▸ SELECTED TEXT:
CLIENT UNBLOCK

Syntax
CLIENT UNBLOCK client-id [TIMEOUT | ERROR]
Available since:
5.0.0
Time complexity:
O(log N) where N is the number of client connections
ACL categories:
@admin, @slow, @dangerous, @connection,

This command can unblock, from a different connection, a client blocked in a blocking operation, such as for instance BRPOP or XREAD or WAIT.

By default the client is unblocked as if the timeout of the command was reached, however if an additional (and optional) argument is passed, it is possible to specify the unblocking behavior, that can be TIMEOUT (the default) or ERROR. If ERROR is specified, the behavior is to unblock the client returning as error the fact that the client was force-unblocked. Specifically the client will receive the following error:

-UNBLOCKED client unblocked via CLIENT UNBLOCK

Note: of course as usually it is not guaranteed that the error text remains the same, however the error code will remain -UNBLOCKED.

▸ WORKING DATA:
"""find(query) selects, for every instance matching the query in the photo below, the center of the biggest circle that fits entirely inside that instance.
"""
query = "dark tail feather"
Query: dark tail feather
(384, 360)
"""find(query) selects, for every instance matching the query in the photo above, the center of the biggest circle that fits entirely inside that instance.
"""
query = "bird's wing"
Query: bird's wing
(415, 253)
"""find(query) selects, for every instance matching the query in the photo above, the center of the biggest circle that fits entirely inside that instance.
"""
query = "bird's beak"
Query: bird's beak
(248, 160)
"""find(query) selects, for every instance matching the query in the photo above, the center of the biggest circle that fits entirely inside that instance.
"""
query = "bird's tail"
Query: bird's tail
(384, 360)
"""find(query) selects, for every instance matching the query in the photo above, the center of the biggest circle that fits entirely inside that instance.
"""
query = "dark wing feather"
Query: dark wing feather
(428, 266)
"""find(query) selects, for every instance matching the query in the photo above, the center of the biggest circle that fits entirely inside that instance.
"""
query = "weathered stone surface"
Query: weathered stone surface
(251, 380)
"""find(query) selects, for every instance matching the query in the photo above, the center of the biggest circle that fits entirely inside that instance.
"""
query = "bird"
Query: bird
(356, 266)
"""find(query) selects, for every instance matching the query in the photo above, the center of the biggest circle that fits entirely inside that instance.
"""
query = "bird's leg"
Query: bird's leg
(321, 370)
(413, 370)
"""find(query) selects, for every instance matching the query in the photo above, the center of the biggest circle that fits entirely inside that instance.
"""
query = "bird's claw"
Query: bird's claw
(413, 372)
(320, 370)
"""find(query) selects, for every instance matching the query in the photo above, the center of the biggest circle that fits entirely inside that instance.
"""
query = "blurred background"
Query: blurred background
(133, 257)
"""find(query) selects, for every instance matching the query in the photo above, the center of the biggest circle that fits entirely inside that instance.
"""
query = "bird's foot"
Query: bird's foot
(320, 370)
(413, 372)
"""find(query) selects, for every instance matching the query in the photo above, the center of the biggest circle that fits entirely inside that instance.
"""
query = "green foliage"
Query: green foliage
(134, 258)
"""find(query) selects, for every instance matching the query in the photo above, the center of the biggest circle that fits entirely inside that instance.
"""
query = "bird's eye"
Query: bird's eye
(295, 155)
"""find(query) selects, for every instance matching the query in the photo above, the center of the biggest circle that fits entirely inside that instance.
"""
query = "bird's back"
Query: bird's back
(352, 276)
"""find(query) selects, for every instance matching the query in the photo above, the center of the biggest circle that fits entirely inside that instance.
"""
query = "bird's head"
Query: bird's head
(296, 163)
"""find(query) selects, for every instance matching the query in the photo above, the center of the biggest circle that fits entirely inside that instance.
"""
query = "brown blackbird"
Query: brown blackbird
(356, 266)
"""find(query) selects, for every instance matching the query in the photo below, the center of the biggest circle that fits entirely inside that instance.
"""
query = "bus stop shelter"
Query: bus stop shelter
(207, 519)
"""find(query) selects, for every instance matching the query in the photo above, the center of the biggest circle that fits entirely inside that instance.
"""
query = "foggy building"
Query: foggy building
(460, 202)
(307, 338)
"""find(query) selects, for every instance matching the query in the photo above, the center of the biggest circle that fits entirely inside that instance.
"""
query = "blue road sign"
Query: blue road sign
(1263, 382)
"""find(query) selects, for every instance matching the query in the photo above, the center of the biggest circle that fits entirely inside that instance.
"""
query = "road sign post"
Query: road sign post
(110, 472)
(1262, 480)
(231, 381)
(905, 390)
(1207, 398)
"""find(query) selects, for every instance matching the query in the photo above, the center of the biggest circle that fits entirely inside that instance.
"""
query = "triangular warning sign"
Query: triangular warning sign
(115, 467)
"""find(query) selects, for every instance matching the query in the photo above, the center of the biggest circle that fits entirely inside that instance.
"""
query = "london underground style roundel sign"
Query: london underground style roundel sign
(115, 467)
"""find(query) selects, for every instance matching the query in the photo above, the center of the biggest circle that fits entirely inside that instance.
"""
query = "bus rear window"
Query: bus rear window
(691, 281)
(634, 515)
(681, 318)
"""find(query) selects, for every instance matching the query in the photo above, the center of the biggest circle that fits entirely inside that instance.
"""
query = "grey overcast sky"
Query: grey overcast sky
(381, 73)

▸ REQUIREMENTS:
[1] Say whether each statement agrees with the CLIENT UNBLOCK reference, answering yes or no and quoting the deciding words. (a) The command has been available since version 5.0.0. (b) When no optional argument is passed, the client is unblocked with an error. (c) The error code given for a forced unblock will remain -UNBLOCKED.
[2] Pick out every line of the listing that contains the word "underground".

▸ RESULTS BY TASK:
[1]
(a) Yes: "Available since: 5.0.0"
(b) No: "By default the client is unblocked as if the timeout of the command was reached"
(c) Yes: "the error code will remain -UNBLOCKED"

[2]
query = "london underground style roundel sign"
Query: london underground style roundel sign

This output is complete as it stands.